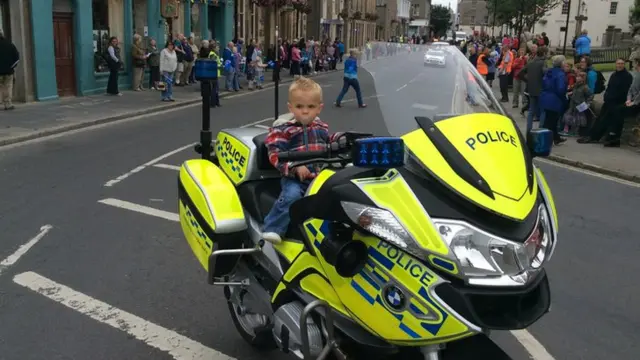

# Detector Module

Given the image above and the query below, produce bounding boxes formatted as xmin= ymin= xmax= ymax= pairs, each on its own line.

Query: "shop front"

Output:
xmin=29 ymin=0 xmax=233 ymax=101
xmin=0 ymin=0 xmax=11 ymax=39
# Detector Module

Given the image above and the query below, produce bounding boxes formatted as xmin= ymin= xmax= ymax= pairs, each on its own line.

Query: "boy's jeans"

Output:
xmin=225 ymin=68 xmax=240 ymax=91
xmin=262 ymin=177 xmax=309 ymax=236
xmin=336 ymin=78 xmax=363 ymax=106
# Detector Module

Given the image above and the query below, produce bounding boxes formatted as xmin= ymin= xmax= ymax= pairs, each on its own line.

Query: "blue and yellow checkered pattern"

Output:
xmin=306 ymin=220 xmax=448 ymax=339
xmin=218 ymin=145 xmax=244 ymax=179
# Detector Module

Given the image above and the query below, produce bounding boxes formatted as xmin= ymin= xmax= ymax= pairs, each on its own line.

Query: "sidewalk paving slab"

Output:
xmin=0 ymin=64 xmax=342 ymax=147
xmin=493 ymin=86 xmax=640 ymax=183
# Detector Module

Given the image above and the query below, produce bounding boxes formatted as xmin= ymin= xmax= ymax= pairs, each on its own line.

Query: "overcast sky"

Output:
xmin=431 ymin=0 xmax=458 ymax=13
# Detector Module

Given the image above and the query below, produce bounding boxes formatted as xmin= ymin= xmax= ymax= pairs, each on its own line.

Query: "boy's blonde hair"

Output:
xmin=289 ymin=77 xmax=322 ymax=102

——

Task to complete - Print all of the entries above word for word, leaving out the picture.

Answer below -
# Detector Module

Given the image above and the query below, produce bounding boxes formatted as xmin= ymin= xmax= ymax= pairs, each on its own line.

Query: "shop front"

Output:
xmin=29 ymin=0 xmax=233 ymax=101
xmin=0 ymin=0 xmax=11 ymax=39
# Detector Module

Given the image above and the query below, produce bounding boxes formatted as xmin= ymin= xmax= ymax= pairs, each on its own line.

Query: "boy's jeans"

Output:
xmin=225 ymin=68 xmax=240 ymax=91
xmin=262 ymin=177 xmax=309 ymax=236
xmin=336 ymin=78 xmax=363 ymax=106
# Detector Module

Given the image above and the query below, produce bounding boxes formatted as xmin= ymin= xmax= ymax= pairs, each on its own line.

Query: "blue and yellow checkered pattern"

Output:
xmin=306 ymin=220 xmax=448 ymax=339
xmin=218 ymin=145 xmax=244 ymax=179
# Detector Module

Given the image above and the query below, produce bounding boxes formatted as xmin= ymin= xmax= ymax= pairs, each on its own line.

Query: "sidewalk paving slab"

Output:
xmin=0 ymin=64 xmax=342 ymax=147
xmin=493 ymin=86 xmax=640 ymax=183
# Detector Module

Given the image above and the query below, produce bounding boxes formatted as xmin= ymin= xmax= ymax= pairs, each on its own line.

Query: "overcast sky"

Output:
xmin=431 ymin=0 xmax=458 ymax=13
# Detector Module

Given the image above and the query below, produce bounding boxes formatted as xmin= ymin= xmax= ymax= pairs, each on its own line.

Query: "boy's blonde hair"

Output:
xmin=289 ymin=77 xmax=322 ymax=102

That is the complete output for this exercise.